| Required work |
Which lines make up the answer? Those from the line with "Phrase: soldier standing" through the end of the data; reproduce them exactly.

[Records contained in a dataset]
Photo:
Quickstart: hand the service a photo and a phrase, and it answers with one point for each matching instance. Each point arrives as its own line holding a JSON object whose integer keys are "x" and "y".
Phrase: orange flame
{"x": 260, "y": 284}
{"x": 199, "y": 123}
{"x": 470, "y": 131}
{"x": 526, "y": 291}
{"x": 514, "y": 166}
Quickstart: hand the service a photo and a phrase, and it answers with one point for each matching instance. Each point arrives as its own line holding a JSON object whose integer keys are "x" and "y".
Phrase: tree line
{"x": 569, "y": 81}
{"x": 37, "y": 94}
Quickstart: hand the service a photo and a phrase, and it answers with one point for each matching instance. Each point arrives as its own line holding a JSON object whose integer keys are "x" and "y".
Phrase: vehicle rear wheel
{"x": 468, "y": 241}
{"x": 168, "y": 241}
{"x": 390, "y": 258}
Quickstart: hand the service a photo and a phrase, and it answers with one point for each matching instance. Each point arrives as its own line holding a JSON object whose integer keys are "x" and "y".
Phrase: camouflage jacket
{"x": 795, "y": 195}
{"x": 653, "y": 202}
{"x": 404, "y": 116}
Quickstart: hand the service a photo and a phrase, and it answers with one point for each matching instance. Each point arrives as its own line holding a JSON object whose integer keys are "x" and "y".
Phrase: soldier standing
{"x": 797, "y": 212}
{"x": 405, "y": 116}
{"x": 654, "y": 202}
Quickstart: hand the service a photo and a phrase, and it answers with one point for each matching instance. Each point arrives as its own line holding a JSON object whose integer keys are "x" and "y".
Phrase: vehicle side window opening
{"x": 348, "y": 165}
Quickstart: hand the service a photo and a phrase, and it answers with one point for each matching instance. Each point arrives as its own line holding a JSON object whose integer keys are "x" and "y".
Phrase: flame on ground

| Output of the task |
Phrase: soldier standing
{"x": 797, "y": 212}
{"x": 405, "y": 116}
{"x": 654, "y": 202}
Quickstart: hand the service a photo and a phrase, and it answers with one point for each matching instance. Each point arrives as its own line holding a JSON object whose integer keys are "x" and "y".
Phrase: vehicle side window opening
{"x": 348, "y": 165}
Quickstart: hand the service a photo and a phrase, and it answers with one point for each matching instance. Each point arrives as its own line holding a JSON object whose integer keys are "x" and "y".
Phrase: flame on ground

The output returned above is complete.